作業内容: 以下の診療報酬改定に関する文章から、「そこで、ビーナースが他サイト」で始まり「定方法をあえて示しています。」で終わる部分を一字一句変えずに再掲してください。

文書の抜粋:
________________________________________

平成28年度(2016年)の診療報酬改定では、
在宅領域(在宅医療・訪問看護・(ホスピス)緩和ケア・看取り)に関わる制度改定が多数行われました。
これは、在宅領域が医療・看護・介護業界に関わる”すべて”の方々に大きな影響があることを意味します。
しかし、webサイトでは、政府資料のペーストがされているのみで、情報が整理されているとは言い難いのが実情。
そこで、ビーナースが他サイトに先駆け、「在宅」にかかわる診療報酬改定項目を順次見やすい形に整理していきます。
今回は、中でも「地域包括ケアシステム」に関わる改定項目(「在宅復帰率の要件見直し」)を、用語解説を含めてご説明します!
※公式資料はこちら(本記事に関連するのはp15-17)
画像出典:martindriscoll.com
「在宅復帰率の要件見直し」とは
まずは、「在宅復帰率の要件見直し」の制度的な意味と見るべきポイントについてご説明します。
「在宅復帰率」とは(計算式)
在宅復帰率は、文字通り「率」ですので「A/B (= A÷B)」と表すことが出来ます。
では、AとBはそれぞれ何を示すかというと、下記の通りです。
A:直近6月間に「自宅、療養病棟(在宅復帰機能強化加算(後述)の届出病棟に限る)、居住系介護施設等、介護老人保健施設(いわゆる在宅強化型老健施設、在宅復帰・在宅療養支援機能加算の届出施設に限る)」に退院した患者+療養病棟(在宅復帰機能強化加算の届出病棟に限る)へ転棟した患者
B:直近6月間に当該病棟又は病室から退院した患者(死亡退院・再入院患者を除く)+転棟した患者
※上記は2014年診療報酬改定時の、7対1病棟における算定方法をあえて示しています。

________________________________________

提示資料:
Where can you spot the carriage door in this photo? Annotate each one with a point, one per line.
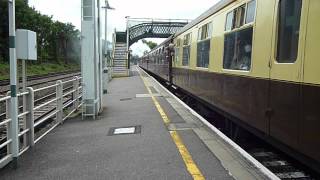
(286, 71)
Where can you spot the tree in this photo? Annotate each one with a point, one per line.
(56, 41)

________________________________________

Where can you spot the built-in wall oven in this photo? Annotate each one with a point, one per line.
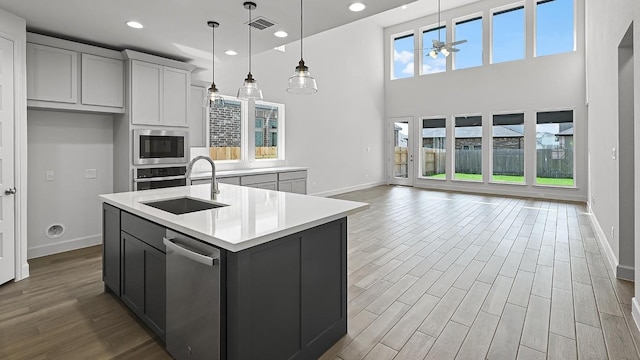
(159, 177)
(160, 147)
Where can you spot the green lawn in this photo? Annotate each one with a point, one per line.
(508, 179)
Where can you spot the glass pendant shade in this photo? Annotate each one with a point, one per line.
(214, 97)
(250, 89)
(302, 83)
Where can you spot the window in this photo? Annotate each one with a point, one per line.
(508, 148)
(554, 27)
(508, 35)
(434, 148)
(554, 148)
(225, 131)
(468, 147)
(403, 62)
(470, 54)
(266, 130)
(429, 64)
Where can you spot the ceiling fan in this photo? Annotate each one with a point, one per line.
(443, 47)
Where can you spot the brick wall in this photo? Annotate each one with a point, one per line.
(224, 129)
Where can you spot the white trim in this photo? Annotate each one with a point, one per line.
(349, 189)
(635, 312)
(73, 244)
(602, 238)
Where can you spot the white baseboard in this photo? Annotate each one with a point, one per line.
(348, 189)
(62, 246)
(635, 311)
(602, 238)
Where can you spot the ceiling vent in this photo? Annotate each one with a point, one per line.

________________________________________

問題の解答:
そこで、ビーナースが他サイトに先駆け、「在宅」にかかわる診療報酬改定項目を順次見やすい形に整理していきます。
今回は、中でも「地域包括ケアシステム」に関わる改定項目(「在宅復帰率の要件見直し」)を、用語解説を含めてご説明します!
※公式資料はこちら(本記事に関連するのはp15-17)
画像出典:martindriscoll.com
「在宅復帰率の要件見直し」とは
まずは、「在宅復帰率の要件見直し」の制度的な意味と見るべきポイントについてご説明します。
「在宅復帰率」とは(計算式)
在宅復帰率は、文字通り「率」ですので「A/B (= A÷B)」と表すことが出来ます。
では、AとBはそれぞれ何を示すかというと、下記の通りです。
A:直近6月間に「自宅、療養病棟(在宅復帰機能強化加算(後述)の届出病棟に限る)、居住系介護施設等、介護老人保健施設(いわゆる在宅強化型老健施設、在宅復帰・在宅療養支援機能加算の届出施設に限る)」に退院した患者+療養病棟(在宅復帰機能強化加算の届出病棟に限る)へ転棟した患者
B:直近6月間に当該病棟又は病室から退院した患者(死亡退院・再入院患者を除く)+転棟した患者
※上記は2014年診療報酬改定時の、7対1病棟における算定方法をあえて示しています。